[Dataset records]

- - -

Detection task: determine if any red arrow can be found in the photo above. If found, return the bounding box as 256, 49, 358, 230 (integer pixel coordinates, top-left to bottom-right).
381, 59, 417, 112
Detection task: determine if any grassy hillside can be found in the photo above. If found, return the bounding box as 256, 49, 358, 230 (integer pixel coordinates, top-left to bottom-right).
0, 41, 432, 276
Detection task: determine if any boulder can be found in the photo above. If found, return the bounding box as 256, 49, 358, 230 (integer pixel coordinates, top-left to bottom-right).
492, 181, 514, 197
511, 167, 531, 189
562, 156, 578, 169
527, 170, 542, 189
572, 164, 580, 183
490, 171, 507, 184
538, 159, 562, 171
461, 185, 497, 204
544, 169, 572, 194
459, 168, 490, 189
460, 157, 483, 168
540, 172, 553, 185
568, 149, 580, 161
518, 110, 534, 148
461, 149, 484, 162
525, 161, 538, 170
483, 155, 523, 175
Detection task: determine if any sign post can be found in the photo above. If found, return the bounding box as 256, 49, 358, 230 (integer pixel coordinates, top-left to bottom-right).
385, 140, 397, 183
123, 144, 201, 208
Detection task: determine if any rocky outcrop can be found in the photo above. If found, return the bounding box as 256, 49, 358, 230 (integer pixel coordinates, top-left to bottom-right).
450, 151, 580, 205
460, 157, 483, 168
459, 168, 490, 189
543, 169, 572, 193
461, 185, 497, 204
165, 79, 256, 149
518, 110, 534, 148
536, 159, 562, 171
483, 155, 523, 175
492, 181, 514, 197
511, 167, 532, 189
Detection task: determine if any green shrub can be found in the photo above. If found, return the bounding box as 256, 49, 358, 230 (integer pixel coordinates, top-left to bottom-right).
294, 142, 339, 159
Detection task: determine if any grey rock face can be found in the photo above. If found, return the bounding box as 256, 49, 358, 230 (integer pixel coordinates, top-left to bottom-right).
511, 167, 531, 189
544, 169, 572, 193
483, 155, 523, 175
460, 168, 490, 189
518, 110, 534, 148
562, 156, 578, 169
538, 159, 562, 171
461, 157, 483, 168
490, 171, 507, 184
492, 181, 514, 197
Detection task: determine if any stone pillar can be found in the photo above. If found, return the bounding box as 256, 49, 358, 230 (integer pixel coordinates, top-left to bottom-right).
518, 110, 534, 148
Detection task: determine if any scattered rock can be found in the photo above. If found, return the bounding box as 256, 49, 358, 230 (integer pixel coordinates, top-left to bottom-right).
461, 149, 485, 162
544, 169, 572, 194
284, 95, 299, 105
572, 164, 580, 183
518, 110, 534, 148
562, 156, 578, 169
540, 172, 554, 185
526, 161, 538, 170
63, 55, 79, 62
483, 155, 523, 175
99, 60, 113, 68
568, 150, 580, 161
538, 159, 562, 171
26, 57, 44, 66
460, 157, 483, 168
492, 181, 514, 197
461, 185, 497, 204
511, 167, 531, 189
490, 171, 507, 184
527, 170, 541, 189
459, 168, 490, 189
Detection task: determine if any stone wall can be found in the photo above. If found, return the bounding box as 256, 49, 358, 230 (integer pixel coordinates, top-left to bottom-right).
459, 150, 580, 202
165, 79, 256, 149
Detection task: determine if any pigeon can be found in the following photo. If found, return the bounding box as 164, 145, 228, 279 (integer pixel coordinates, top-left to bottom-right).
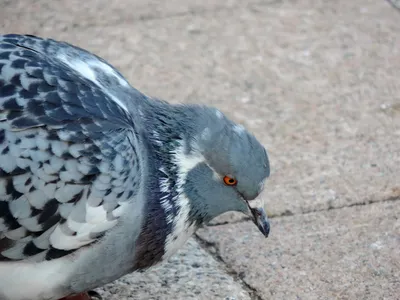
0, 34, 270, 300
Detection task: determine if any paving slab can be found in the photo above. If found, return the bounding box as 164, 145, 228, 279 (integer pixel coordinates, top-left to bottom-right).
94, 239, 251, 300
0, 0, 400, 221
198, 199, 400, 300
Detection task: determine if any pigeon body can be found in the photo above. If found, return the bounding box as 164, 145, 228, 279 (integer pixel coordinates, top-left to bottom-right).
0, 35, 269, 300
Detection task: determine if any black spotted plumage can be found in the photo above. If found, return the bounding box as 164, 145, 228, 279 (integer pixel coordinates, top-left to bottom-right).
0, 35, 139, 261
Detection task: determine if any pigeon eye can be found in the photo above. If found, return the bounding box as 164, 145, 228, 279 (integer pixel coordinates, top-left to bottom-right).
224, 176, 237, 186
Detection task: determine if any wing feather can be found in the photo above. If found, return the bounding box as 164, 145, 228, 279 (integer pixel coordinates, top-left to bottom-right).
0, 35, 140, 261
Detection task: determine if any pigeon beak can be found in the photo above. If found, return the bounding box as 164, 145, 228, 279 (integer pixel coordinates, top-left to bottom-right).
246, 200, 270, 237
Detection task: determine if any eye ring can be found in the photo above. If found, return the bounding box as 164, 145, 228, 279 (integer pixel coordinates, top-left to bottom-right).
224, 176, 237, 186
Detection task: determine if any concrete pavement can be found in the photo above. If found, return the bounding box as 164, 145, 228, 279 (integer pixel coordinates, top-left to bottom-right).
0, 0, 400, 300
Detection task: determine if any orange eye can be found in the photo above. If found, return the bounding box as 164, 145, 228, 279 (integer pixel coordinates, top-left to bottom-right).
224, 176, 237, 186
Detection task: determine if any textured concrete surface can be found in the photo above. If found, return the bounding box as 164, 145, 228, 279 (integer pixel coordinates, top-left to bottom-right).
0, 0, 400, 299
99, 239, 251, 300
198, 201, 400, 300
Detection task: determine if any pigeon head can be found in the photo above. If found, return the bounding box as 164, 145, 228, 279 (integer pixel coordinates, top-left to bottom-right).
175, 106, 270, 236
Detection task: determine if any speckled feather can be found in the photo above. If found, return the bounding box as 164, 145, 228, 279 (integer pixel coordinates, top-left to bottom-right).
0, 35, 139, 261
0, 35, 269, 300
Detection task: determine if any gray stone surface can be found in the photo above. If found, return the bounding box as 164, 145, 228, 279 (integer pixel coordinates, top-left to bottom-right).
98, 239, 251, 300
198, 201, 400, 300
0, 0, 400, 300
0, 0, 400, 215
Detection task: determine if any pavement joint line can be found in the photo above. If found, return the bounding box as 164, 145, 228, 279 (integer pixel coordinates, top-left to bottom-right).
207, 196, 400, 227
51, 0, 283, 28
194, 234, 263, 300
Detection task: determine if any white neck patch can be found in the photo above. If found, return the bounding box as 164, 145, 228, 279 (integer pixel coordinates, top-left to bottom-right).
162, 145, 205, 259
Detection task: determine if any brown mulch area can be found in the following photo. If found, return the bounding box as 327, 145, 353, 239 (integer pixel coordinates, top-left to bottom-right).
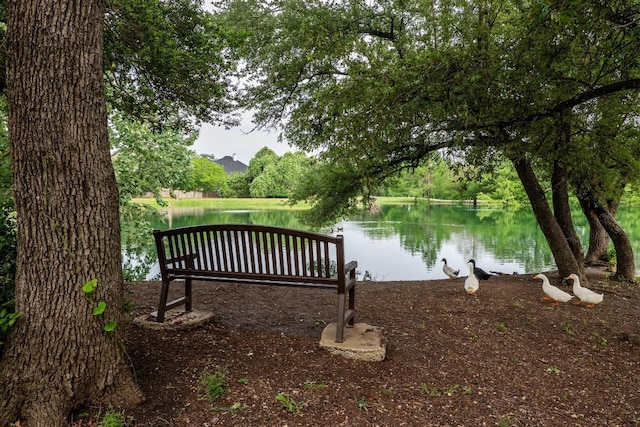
117, 271, 640, 427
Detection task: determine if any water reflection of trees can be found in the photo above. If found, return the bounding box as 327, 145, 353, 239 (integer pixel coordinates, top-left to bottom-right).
122, 202, 640, 280
352, 202, 553, 271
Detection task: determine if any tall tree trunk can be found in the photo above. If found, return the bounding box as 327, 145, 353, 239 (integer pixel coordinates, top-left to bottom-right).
578, 197, 609, 265
592, 202, 636, 281
551, 162, 584, 265
0, 0, 141, 427
513, 159, 583, 277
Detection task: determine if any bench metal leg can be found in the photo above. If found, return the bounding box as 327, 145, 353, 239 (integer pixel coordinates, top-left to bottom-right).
156, 280, 169, 323
184, 279, 192, 312
336, 294, 345, 342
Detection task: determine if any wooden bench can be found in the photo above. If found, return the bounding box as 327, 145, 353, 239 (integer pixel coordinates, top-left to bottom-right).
151, 224, 357, 342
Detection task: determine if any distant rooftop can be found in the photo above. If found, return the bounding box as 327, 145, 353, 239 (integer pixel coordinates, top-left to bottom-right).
215, 153, 248, 175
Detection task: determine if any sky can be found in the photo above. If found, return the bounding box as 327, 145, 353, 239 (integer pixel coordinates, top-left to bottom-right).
191, 117, 296, 165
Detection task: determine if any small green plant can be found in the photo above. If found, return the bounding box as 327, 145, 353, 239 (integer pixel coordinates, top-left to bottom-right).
511, 298, 524, 308
562, 323, 576, 336
356, 396, 369, 411
593, 332, 608, 350
98, 408, 131, 427
547, 366, 562, 375
420, 383, 442, 397
198, 367, 227, 402
304, 380, 327, 391
0, 301, 21, 348
444, 384, 460, 397
276, 393, 307, 415
213, 402, 247, 414
82, 279, 116, 332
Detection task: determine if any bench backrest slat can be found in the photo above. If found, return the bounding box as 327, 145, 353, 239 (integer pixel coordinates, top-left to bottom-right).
154, 224, 344, 285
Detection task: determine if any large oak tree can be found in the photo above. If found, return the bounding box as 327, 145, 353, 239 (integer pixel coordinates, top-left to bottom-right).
0, 0, 141, 427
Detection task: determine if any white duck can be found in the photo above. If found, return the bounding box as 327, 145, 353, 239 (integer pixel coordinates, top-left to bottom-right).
533, 273, 573, 305
464, 259, 480, 297
440, 258, 460, 279
565, 274, 604, 308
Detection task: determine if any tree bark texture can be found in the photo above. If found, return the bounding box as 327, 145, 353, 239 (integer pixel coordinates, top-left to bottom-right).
578, 197, 609, 265
513, 159, 584, 278
0, 0, 141, 427
551, 162, 584, 265
593, 203, 636, 281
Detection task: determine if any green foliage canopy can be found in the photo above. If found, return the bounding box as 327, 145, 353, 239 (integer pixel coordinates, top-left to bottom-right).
218, 0, 640, 226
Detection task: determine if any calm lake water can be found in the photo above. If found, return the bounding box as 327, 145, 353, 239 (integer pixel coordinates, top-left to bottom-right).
134, 202, 640, 281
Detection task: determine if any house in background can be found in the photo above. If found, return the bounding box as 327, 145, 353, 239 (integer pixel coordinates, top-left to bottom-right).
214, 153, 248, 175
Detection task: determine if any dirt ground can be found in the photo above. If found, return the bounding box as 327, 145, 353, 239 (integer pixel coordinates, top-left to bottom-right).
101, 270, 640, 427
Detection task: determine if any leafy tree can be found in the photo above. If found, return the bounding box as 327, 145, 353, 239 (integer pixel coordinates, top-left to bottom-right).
193, 157, 229, 194
216, 0, 640, 282
109, 114, 195, 206
225, 172, 251, 198
104, 0, 240, 130
247, 147, 280, 183
249, 152, 312, 198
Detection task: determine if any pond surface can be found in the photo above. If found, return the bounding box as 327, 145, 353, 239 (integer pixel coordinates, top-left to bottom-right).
134, 202, 640, 281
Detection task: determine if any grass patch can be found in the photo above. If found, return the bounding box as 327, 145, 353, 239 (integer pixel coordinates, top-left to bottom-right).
198, 367, 227, 402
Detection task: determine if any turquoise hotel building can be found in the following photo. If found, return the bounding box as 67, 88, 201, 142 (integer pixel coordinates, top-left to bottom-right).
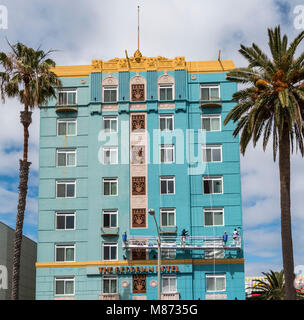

- - -

* _EXERCISE REQUIREMENTS_
Reproduce the items above without any change, starting at the very first line and ending at the line that contains "381, 59, 417, 112".

* _WORKED ANSWER_
Detection task: determine if any red arrow can be found in the photo above. If found, return the bounding box as 256, 49, 358, 230 (integer pixel coordinates, top-left to bottom-right).
381, 59, 417, 112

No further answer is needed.